* [WHAT THE EXERCISE ASKS] Rewrite the data below, swapping every "camera-trap survey" for "wildlife camera study" and changing nothing else.

* [EXERCISE MATERIAL]
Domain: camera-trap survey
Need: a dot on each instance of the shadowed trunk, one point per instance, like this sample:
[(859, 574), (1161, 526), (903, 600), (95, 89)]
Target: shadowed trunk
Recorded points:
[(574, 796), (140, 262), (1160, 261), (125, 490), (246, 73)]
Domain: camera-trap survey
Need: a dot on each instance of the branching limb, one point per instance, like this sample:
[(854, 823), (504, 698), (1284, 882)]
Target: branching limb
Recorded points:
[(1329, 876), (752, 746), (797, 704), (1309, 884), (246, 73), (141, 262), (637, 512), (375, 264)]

* [COMPLETE ANSWER]
Domain: wildlife camera study
Need: a dot on each instance of the shadowed trunk, one point per instance, like this sample:
[(859, 574), (1161, 526), (903, 600), (95, 89)]
Target: shadowed trunk
Recorded points:
[(574, 796), (140, 262), (1160, 261), (125, 490), (246, 73)]
Domain: wildlife camera study
Need: a dot on each instance of the branching limb, one point per instance, like this sample:
[(854, 823), (504, 698), (1284, 882)]
Target: branching limb
Recorded points:
[(1329, 876), (752, 746), (797, 704), (1309, 884), (246, 73), (141, 262), (637, 512), (375, 264)]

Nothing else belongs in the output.